Description of the task: For each line below that contains the word "octane", make a copy.

(Stored data entries)
-=-=-

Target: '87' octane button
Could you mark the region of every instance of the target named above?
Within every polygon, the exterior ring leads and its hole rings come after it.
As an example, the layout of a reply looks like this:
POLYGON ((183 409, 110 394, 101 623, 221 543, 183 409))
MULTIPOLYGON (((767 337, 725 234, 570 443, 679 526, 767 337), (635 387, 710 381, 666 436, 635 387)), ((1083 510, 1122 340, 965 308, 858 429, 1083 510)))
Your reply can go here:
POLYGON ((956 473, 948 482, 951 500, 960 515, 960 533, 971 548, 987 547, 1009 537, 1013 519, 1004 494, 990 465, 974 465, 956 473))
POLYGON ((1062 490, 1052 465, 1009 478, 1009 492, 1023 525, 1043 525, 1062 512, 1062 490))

-=-=-

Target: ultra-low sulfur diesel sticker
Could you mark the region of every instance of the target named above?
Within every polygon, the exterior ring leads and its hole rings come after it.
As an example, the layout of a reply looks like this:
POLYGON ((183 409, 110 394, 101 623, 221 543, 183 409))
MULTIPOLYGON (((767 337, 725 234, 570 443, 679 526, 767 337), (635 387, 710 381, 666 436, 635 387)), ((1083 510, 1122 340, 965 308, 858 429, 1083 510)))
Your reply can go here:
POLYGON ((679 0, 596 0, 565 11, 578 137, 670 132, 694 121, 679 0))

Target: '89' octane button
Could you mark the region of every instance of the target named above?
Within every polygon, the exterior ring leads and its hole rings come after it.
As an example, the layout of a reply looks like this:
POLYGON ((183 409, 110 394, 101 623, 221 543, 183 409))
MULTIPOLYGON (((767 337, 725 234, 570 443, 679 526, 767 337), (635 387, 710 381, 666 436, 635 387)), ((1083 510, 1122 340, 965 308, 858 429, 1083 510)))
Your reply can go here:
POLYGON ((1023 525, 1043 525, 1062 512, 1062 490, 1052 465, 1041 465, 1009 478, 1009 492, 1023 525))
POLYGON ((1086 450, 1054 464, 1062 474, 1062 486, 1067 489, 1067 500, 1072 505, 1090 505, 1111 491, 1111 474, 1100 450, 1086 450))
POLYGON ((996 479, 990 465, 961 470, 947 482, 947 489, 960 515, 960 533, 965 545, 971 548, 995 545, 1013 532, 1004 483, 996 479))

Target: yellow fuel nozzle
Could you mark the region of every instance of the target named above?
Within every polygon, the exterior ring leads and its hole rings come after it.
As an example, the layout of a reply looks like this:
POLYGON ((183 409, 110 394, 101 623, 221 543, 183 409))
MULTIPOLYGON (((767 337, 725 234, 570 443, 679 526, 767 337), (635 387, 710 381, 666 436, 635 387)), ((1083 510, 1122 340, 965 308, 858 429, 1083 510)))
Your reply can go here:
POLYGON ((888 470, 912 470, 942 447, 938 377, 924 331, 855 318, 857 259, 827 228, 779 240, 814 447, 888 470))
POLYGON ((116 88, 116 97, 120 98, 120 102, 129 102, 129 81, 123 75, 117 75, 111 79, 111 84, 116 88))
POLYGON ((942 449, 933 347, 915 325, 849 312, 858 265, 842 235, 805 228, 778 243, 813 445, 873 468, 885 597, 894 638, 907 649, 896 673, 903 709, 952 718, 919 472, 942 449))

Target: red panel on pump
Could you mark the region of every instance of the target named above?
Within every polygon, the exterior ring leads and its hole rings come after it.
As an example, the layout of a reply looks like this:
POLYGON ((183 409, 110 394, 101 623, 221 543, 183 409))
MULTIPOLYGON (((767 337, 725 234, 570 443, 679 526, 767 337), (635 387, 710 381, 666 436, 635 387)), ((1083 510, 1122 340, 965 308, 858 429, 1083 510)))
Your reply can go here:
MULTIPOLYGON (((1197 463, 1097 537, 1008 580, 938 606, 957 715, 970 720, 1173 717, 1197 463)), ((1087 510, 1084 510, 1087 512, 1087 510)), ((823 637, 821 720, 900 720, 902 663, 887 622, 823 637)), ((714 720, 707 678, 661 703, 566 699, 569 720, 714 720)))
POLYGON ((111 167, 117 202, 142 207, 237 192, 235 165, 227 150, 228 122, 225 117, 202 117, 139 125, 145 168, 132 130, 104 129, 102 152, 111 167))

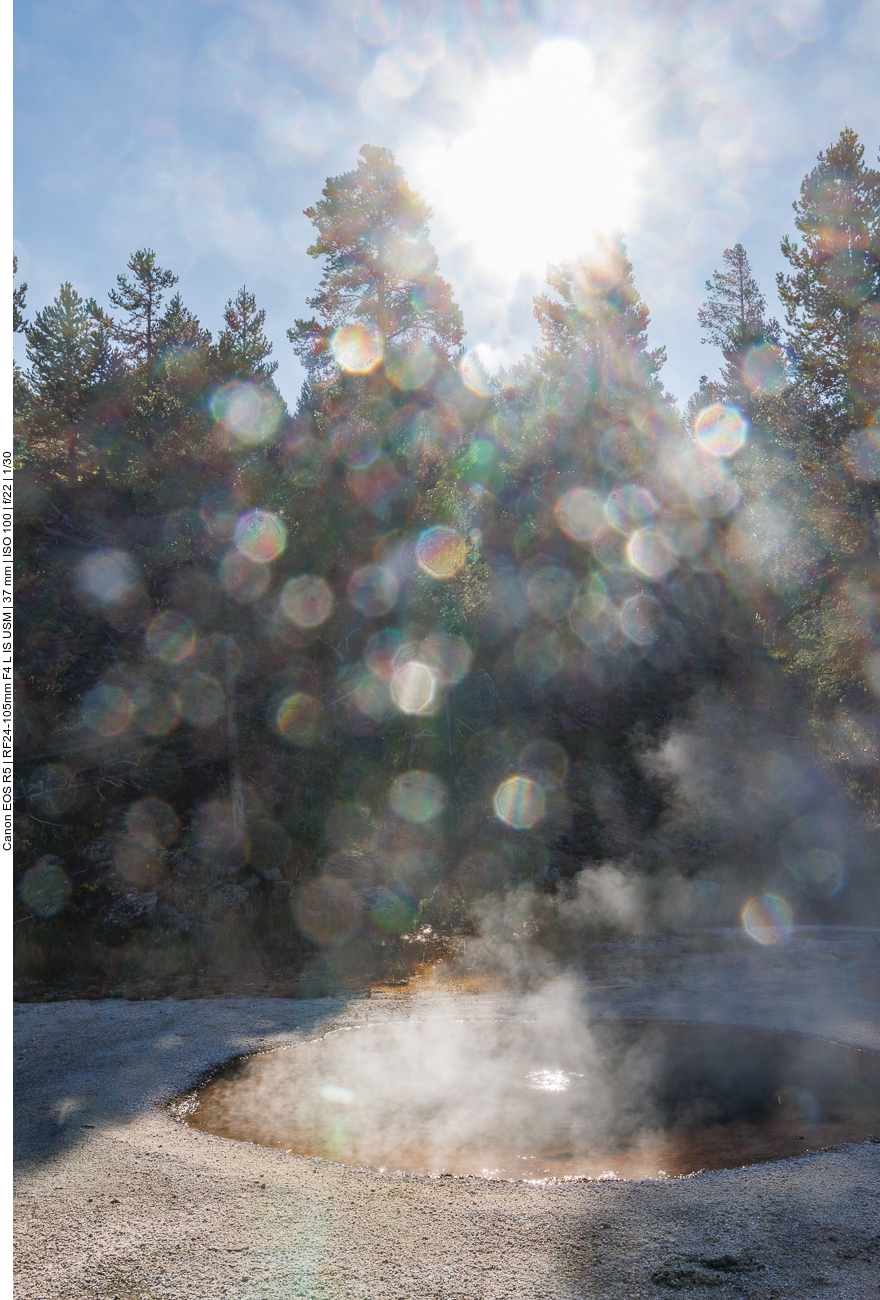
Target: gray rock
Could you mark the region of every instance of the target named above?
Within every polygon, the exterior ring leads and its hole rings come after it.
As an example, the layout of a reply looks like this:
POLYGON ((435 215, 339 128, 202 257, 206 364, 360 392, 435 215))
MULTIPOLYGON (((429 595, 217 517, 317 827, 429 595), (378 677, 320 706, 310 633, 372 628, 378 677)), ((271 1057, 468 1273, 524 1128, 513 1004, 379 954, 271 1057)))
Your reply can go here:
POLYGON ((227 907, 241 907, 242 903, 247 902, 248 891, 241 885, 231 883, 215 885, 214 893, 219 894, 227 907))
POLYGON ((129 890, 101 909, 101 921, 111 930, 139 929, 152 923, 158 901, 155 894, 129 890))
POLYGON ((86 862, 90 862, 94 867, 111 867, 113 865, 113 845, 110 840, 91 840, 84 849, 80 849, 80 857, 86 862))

-=-=-

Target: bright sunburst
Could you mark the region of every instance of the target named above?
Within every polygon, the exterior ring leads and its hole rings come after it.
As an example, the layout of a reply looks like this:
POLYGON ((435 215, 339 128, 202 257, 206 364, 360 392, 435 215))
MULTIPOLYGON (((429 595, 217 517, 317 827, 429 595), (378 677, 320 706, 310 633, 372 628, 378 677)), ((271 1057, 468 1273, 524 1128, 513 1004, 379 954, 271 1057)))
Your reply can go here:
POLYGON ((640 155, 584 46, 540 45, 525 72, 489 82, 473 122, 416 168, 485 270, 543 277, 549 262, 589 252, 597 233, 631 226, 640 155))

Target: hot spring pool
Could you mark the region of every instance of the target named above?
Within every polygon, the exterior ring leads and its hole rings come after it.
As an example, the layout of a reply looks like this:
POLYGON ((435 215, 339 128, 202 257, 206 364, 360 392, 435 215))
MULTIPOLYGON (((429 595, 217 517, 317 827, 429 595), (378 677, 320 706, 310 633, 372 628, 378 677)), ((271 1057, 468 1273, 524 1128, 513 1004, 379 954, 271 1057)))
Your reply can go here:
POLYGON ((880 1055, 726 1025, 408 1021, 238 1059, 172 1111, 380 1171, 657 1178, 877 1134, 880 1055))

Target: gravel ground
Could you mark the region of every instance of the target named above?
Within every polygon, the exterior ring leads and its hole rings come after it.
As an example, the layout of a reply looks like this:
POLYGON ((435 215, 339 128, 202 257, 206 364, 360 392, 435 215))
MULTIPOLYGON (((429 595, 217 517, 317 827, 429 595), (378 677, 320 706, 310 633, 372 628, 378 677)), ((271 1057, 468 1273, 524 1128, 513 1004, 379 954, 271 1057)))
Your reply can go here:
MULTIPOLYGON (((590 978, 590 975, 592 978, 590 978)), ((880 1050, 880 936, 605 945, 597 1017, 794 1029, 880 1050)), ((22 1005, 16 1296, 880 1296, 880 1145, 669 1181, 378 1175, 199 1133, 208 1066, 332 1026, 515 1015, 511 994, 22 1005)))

-=-=-

Reply to the exercise:
Target: '87' octane button
Target: '89' octane button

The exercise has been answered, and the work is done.